══ Record excerpts ══

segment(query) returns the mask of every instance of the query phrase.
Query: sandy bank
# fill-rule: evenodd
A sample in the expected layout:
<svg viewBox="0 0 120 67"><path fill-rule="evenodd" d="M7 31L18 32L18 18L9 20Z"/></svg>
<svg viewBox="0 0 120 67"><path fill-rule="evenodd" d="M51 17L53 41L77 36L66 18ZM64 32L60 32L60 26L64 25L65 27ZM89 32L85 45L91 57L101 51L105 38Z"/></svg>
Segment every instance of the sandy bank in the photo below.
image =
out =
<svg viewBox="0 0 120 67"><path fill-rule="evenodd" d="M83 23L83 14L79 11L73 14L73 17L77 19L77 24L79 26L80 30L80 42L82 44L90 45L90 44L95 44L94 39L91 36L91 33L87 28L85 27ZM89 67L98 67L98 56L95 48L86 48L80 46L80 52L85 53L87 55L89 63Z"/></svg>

═══

Requirements:
Put every line of the records above into a numbered list, leaving out any blank lines.

Task solution:
1. segment(query) returns the mask of every instance of the query phrase.
2. Query: sandy bank
3. # fill-rule: evenodd
4. A sample in the expected layout:
5. <svg viewBox="0 0 120 67"><path fill-rule="evenodd" d="M7 31L18 32L18 18L9 20Z"/></svg>
6. <svg viewBox="0 0 120 67"><path fill-rule="evenodd" d="M51 17L53 41L77 36L66 18ZM64 32L60 32L60 26L64 25L65 27ZM89 32L85 45L91 57L101 51L105 38Z"/></svg>
7. Segment every instance of the sandy bank in the photo below.
8. image =
9. out =
10. <svg viewBox="0 0 120 67"><path fill-rule="evenodd" d="M83 23L83 14L79 11L73 14L73 17L77 19L77 24L79 26L80 30L80 42L82 44L90 45L90 44L95 44L94 39L91 36L91 33L87 28L85 27ZM89 67L98 67L98 56L95 48L86 48L80 46L80 52L85 53L87 55L89 63Z"/></svg>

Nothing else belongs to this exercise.